** What the exercise asks **
Give as a numbered list, with blank lines omitted, the lines from the one containing "Find the lower" through the end of the records, inclusive.

** Dataset **
◆ ◆ ◆ ◆ ◆ ◆ ◆

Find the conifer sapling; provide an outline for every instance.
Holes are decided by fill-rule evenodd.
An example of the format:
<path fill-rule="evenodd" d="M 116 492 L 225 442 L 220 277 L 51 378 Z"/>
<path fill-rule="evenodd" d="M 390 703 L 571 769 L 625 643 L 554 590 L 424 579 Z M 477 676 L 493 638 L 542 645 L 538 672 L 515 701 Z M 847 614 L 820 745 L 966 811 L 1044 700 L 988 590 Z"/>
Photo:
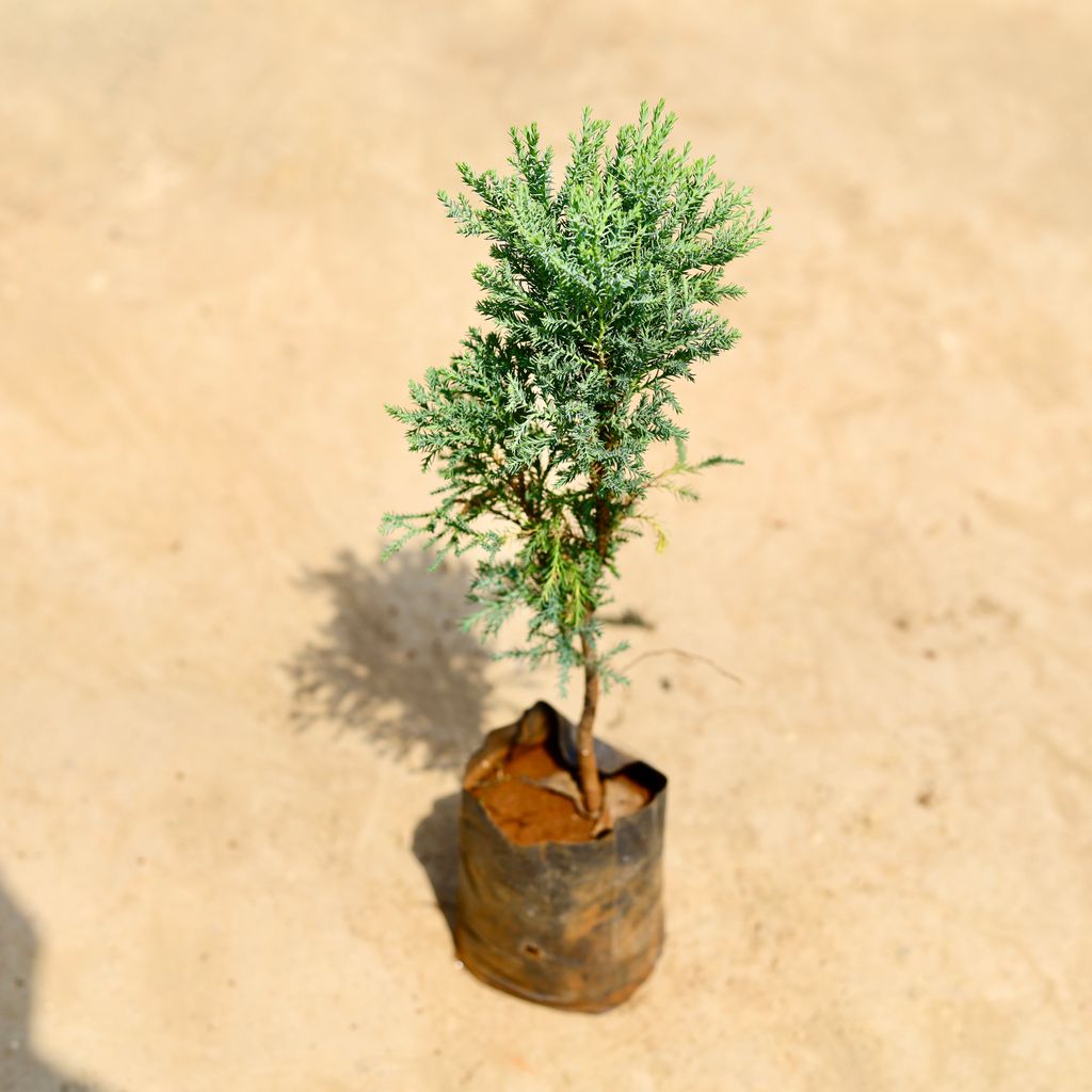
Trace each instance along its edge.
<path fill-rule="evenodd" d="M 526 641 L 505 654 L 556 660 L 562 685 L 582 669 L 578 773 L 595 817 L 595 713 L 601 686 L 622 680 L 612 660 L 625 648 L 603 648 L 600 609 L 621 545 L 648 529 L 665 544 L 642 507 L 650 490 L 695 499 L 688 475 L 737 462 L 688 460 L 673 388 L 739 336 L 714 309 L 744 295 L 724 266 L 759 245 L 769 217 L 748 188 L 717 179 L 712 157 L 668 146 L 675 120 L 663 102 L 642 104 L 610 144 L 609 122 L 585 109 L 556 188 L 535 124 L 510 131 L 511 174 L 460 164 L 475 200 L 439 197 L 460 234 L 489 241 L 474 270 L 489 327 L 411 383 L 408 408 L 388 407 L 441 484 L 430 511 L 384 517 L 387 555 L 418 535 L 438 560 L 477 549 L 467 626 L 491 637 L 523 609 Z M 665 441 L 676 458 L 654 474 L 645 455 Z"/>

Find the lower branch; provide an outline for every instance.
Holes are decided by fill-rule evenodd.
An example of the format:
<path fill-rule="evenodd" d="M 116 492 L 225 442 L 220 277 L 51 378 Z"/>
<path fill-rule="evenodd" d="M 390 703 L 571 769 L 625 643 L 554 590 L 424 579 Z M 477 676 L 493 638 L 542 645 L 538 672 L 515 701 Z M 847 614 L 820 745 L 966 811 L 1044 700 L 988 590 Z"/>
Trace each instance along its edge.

◆ ◆ ◆ ◆ ◆ ◆ ◆

** Answer for this exercise **
1. Find the lower branch; provide an outline for every instance.
2. Holes are decided by fill-rule evenodd.
3. An example of the format:
4. <path fill-rule="evenodd" d="M 116 492 L 225 442 L 220 277 L 51 378 Z"/>
5. <path fill-rule="evenodd" d="M 390 703 L 571 769 L 625 643 L 554 590 L 424 579 Z M 477 676 L 493 638 L 542 645 L 538 672 L 515 701 Z M 847 614 L 820 745 L 966 811 L 1044 700 L 988 590 Z"/>
6. Trace each instance along its edge.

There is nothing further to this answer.